Inferno Jacket, Badlands Bio-Thermic Apparel
As a backcountry hunter I was super stoked when I read through the features of the new Inferno Jacket by Badlands. Gander at a catalog or their Web site, and you’ll quickly see buzzwords such as super lightweight, packable, and as much insulating technology as a jacket weighing twice as much. As someone who is ultra-concerned with weight and packability, I’m all about exploring the option of incorporating a jacket like the Inferno into my arsenal.
It’s no secret the game of success is about advantage and disadvantage. If I can tilt the scale and put the odds in my favor by gaining heat retention and versatility while saving weight and leading to greater mobility, I’m in. It took about two seconds for me to come up with a ton of reasons and situations I need the features this jacket claims to have. Let’s take a look under the hood to see how it performs…
By the Book
The Inferno Jacket is one of four jackets in the new Badlands Bio-Thermic Apparel System line-up. It features insulation filled heat channels, Hex-Lite Fleece liner, waterproof zippers, crew neck with beard guard, glove friendly cuff design, DuPont Teflon DWR, SRS (Scent Reduction System) antimicrobial treatment, variable motion seams, urethane base tape, elastic pulls (each side), and zipper garages. The jacket has two zipper pockets on the side for hands that just like the inside of the jacket, are also lined with Hex-Lite Fleece. Sizes range from M, L, XL, XXL, and is available in Realtree AP.
Overall the jacket has a very quality feel to it. All seams are meticulously put together and a thorough investigation reveals zero stitching errors. From what I see without having the time to actually putting it to the test, I would expect the seams and fabric to perform well during extensive wear and tear.

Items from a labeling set
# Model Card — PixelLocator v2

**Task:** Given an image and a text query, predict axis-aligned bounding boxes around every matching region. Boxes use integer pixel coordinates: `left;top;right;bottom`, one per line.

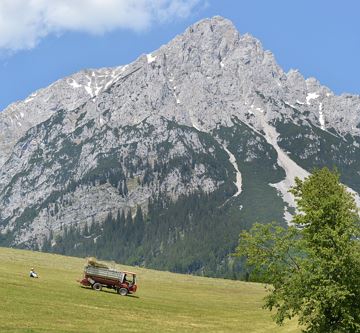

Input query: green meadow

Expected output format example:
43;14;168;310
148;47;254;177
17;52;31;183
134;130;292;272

0;248;300;333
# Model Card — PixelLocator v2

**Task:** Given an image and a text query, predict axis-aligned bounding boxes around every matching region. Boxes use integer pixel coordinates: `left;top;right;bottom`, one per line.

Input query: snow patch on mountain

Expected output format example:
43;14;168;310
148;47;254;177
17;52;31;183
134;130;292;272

223;145;242;197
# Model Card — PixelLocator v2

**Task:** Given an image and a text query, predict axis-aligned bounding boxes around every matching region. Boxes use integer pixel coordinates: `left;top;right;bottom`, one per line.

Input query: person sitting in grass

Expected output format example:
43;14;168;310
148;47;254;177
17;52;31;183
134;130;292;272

30;268;39;279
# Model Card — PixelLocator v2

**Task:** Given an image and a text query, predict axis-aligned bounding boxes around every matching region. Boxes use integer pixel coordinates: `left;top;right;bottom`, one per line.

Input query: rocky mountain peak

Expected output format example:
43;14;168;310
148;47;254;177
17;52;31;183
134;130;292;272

0;17;360;268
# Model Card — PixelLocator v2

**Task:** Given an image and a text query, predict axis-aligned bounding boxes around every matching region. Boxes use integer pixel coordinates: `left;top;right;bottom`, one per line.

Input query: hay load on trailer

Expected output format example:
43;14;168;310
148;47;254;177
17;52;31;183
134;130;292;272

79;258;137;296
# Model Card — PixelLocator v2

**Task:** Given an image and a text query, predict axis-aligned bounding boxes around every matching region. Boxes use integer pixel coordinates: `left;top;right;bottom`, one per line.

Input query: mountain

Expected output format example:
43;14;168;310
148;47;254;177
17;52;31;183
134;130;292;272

0;17;360;275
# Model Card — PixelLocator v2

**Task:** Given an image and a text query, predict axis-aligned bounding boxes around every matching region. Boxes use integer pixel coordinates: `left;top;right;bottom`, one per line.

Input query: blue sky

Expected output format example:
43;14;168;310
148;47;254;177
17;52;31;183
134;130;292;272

0;0;360;110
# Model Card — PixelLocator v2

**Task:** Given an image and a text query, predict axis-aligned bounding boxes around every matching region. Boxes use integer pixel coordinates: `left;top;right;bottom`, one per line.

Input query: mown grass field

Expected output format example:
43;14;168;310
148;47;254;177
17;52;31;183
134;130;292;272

0;248;300;333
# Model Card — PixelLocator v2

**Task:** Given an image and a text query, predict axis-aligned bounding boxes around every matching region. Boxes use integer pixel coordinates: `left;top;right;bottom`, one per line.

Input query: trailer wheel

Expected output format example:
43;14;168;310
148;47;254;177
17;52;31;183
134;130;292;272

117;288;129;296
93;282;102;291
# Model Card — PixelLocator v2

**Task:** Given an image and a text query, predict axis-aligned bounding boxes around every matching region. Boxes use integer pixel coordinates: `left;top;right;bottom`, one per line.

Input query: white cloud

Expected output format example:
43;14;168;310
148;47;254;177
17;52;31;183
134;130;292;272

0;0;202;51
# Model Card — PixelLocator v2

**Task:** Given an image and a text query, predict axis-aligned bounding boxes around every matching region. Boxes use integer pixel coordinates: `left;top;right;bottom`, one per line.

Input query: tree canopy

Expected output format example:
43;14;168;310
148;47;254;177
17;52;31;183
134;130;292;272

236;168;360;333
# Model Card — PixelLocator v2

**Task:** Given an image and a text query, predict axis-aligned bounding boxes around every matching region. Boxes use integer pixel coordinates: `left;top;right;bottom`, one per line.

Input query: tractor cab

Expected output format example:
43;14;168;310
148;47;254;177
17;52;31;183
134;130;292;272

122;271;136;286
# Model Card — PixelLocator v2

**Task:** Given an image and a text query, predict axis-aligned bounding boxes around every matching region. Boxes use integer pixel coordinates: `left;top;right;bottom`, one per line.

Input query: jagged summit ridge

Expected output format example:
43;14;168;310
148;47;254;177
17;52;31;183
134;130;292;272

0;17;360;260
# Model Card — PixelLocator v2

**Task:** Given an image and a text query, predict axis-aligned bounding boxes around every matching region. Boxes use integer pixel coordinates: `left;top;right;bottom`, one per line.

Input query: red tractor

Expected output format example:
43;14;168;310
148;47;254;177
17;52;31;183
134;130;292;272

79;262;137;296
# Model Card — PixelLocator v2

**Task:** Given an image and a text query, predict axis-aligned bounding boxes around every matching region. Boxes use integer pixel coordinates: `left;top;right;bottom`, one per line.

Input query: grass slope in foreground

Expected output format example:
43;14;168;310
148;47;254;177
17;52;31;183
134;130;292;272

0;248;299;333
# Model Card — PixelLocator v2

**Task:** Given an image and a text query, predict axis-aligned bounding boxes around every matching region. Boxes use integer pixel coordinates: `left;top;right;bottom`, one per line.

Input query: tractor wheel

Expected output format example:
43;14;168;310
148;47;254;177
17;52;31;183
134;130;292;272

118;288;129;296
93;282;102;291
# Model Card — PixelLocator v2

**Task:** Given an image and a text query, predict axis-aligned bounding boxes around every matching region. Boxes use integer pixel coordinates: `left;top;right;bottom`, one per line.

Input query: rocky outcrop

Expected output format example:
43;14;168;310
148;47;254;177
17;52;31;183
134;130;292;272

0;17;360;249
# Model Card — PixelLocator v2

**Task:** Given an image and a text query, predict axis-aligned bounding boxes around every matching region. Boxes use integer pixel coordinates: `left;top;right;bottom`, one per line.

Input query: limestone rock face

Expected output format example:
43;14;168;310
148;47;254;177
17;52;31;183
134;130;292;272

0;17;360;247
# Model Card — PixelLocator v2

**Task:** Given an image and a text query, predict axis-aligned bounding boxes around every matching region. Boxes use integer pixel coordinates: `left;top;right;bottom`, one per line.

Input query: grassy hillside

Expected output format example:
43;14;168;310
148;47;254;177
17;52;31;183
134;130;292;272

0;248;299;333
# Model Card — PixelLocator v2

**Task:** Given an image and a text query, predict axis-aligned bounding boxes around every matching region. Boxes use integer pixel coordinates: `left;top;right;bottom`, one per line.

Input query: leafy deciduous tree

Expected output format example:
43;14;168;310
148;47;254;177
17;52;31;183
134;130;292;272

236;168;360;333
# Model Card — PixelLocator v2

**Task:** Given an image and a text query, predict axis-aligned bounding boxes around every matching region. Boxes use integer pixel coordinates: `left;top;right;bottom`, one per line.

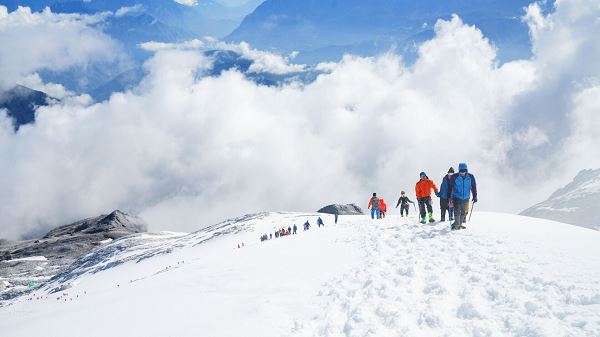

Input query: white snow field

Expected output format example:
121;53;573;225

0;212;600;337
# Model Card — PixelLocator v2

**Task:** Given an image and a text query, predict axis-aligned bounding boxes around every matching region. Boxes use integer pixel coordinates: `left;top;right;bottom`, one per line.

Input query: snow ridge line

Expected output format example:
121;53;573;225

290;215;600;337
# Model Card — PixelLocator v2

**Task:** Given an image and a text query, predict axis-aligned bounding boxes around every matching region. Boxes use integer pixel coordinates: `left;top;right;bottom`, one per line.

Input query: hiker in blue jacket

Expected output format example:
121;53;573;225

447;163;477;230
440;167;454;222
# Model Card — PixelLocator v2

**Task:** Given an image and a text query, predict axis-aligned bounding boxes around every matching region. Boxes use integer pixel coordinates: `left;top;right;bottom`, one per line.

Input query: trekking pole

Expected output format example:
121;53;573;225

469;202;476;222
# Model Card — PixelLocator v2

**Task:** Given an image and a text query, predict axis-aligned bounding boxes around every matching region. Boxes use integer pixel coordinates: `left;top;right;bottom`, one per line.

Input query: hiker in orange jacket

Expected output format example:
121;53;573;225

367;193;379;219
379;198;387;219
415;172;440;223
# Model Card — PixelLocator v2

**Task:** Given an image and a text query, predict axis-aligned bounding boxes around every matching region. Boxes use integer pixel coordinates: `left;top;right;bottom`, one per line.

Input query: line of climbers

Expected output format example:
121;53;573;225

260;217;324;242
367;163;477;230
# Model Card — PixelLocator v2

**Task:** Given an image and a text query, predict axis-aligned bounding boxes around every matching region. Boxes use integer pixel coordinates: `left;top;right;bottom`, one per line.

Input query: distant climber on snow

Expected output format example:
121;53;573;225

396;191;415;217
379;198;387;219
415;172;440;224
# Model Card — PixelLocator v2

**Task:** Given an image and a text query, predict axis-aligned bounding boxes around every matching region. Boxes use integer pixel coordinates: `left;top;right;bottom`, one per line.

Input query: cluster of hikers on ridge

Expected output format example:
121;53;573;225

367;163;477;230
260;214;324;242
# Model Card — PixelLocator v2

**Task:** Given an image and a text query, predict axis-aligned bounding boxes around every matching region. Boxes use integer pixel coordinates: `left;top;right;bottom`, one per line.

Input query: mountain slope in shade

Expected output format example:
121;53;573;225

521;169;600;230
0;210;146;305
0;85;53;131
0;212;600;337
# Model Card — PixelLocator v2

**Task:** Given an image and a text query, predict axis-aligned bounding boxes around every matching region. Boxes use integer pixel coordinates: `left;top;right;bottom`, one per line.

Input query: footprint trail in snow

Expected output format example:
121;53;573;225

291;217;600;337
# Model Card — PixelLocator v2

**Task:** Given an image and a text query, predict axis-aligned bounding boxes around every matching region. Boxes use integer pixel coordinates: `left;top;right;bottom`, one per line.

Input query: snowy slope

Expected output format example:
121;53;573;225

521;169;600;230
0;213;600;337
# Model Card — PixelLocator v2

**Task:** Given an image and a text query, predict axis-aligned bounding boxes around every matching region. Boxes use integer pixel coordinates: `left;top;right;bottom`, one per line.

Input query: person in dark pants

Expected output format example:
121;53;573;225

440;167;454;222
448;163;477;230
415;172;440;224
396;191;414;217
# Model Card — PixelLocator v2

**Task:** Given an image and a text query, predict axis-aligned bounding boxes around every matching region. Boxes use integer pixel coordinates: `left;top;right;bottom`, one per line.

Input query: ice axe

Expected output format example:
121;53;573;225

469;201;477;222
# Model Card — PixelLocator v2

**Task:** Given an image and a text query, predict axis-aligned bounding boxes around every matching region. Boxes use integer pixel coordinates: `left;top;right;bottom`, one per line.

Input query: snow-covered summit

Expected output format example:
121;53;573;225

521;169;600;230
0;212;600;337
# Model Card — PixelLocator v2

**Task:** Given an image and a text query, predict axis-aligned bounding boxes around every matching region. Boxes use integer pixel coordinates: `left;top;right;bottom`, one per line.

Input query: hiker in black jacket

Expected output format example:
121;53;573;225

396;191;415;216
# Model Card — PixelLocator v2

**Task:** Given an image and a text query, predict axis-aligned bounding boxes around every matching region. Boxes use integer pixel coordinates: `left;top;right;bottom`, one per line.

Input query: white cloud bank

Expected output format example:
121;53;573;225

0;0;600;237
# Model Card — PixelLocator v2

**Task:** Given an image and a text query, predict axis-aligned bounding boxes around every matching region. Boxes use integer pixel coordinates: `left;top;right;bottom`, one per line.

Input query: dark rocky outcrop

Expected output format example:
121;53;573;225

0;211;147;304
317;204;364;215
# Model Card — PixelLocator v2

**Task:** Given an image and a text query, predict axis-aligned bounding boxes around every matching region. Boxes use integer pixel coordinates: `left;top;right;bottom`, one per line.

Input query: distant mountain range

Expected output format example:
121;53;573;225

226;0;544;62
521;169;600;230
3;0;551;127
0;85;53;131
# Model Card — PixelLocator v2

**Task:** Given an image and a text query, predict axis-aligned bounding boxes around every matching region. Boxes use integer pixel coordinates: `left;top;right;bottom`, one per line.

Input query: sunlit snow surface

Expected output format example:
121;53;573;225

521;169;600;230
0;213;600;337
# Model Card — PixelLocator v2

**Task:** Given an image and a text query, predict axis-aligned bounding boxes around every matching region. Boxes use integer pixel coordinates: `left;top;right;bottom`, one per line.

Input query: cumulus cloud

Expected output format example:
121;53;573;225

0;6;118;90
115;4;144;17
0;0;600;237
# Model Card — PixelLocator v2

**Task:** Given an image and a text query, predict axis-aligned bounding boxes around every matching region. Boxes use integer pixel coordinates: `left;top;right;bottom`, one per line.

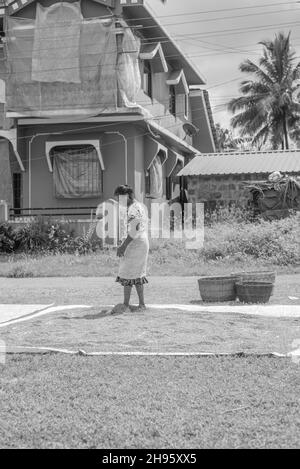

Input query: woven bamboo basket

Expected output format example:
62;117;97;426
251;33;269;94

198;275;237;302
236;282;274;303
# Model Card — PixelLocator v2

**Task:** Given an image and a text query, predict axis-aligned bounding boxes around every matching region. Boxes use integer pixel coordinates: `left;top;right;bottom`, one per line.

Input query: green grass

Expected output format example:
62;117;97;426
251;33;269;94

0;214;300;278
0;246;300;278
0;355;300;448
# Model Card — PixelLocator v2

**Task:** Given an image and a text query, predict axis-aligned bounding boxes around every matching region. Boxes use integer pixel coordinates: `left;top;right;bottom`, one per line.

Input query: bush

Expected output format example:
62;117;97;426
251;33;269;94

204;204;254;226
0;218;101;255
0;223;16;253
202;214;300;265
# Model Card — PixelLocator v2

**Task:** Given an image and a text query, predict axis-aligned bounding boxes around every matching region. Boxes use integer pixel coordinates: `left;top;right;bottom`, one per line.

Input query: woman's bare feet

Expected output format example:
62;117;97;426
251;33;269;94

110;303;130;315
130;304;147;313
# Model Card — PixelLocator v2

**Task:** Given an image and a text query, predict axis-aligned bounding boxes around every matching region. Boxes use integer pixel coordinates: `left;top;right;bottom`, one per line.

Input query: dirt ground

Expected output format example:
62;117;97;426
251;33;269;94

0;274;300;306
0;275;300;353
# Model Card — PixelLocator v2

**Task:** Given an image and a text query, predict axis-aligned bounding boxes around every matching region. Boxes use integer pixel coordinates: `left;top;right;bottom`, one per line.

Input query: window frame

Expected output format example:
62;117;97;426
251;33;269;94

49;141;104;200
143;60;153;99
169;85;177;118
145;149;167;199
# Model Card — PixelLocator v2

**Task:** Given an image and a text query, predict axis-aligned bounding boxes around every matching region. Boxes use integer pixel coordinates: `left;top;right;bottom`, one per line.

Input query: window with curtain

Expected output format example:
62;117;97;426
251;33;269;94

146;150;164;199
167;160;184;200
169;85;176;117
143;60;153;98
50;145;103;199
184;94;190;119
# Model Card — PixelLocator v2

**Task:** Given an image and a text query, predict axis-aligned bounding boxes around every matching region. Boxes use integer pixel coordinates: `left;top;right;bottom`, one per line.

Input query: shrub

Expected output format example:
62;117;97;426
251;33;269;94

204;204;254;226
0;218;101;254
202;214;300;265
0;223;16;253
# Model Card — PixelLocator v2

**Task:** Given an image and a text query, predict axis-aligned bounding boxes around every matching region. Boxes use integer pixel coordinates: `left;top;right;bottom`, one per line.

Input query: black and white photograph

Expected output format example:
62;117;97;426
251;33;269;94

0;0;300;454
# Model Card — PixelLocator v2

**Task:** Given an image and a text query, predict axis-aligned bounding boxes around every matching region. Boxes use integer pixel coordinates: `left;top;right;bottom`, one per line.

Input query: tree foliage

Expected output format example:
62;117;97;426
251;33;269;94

228;33;300;149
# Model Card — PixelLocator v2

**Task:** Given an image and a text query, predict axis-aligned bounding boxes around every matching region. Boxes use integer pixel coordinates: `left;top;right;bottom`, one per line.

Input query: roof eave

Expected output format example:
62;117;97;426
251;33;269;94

123;0;206;86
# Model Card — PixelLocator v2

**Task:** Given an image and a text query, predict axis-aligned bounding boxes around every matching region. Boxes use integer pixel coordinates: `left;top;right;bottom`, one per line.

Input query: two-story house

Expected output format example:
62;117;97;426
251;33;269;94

0;0;215;223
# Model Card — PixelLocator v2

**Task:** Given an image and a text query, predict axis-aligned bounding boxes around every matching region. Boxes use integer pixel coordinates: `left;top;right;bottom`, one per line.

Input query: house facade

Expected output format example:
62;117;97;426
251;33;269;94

179;150;300;210
0;0;215;223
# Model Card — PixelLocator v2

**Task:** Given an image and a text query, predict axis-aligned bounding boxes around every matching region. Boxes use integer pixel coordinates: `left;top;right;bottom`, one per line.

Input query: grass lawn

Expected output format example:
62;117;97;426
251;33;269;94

0;355;300;448
0;249;300;278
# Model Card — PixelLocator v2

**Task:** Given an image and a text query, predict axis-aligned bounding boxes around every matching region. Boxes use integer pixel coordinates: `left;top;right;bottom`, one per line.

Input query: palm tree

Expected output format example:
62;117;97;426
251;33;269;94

228;33;300;149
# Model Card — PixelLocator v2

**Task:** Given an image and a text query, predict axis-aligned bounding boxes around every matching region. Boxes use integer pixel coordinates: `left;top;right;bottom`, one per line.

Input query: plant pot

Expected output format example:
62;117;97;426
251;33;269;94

198;275;237;303
236;282;274;303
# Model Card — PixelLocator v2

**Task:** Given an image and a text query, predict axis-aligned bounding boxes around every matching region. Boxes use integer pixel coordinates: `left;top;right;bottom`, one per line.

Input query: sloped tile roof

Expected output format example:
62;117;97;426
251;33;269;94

* Short task 1:
In the Inferno Jacket review, how many jackets make up the new Badlands Bio-Thermic Apparel System line-up?
* Short task 2:
Please continue the Inferno Jacket review, picking up right after its final sentence.

* Exercise result 1:
Four.

* Exercise result 2:
The outer finish of the jacket has a slick feel to it, but just as I would expect from this type of jacket. Noise from movement is very minimal and very tolerable. Another outer finish feature of the jacket is the DuPont Teflon DWR repellent coating which quickly dissipates water helping to keep you dry.
The inner finish of Hex-Lite Fleece is plush. No other way to say it. If they made a couch out of Hex-Lite Fleece, I would buy it. I’ll definitely be using the inside of this jacket for my pillow in the backcountry which will work nicely over my usual run of the mill clothing stuffed zip lock bag. The design of the Hex-Lite screams BTU retention and I’m very anxious to put this to work this fall in some cold weather.
The fit of the jacket is what I would expect. The jacket I have is a medium and it fits like a medium. Completely zipped the crew neck is very comfortable and definitely feels as though it snugs to my neck helping to retain heat.
As stated in the beginning, the Inferno compacts well leaving you with many storage options if you need to remove and pack away for later. The best method I found for packing is to fold in half and roll up. This leaves you with a little finished Inferno burrito of 12″x4″ inch which will fit very well in the back of my Hybrid when heading to the stand. Because of its size and packabiltiy, this is also a jacket that I’ll very much consider packing into the backcountry. Last year in Colorado I had temps dipping down in the 20’s and the Inferno would have been perfect for those early mornings and late nights.
The Wrap Up
In the end the Inferno Jacket seems rock solid. Everything screams of quality and if we can come to expect the same quality and craftsmanship out of the apparel line as we’ve seen in the pack line, then there’s a new player in the game of hunting apparel. For more information on the Inferno Jacket and others, go to www.badlandspacks.com and check out the line-up.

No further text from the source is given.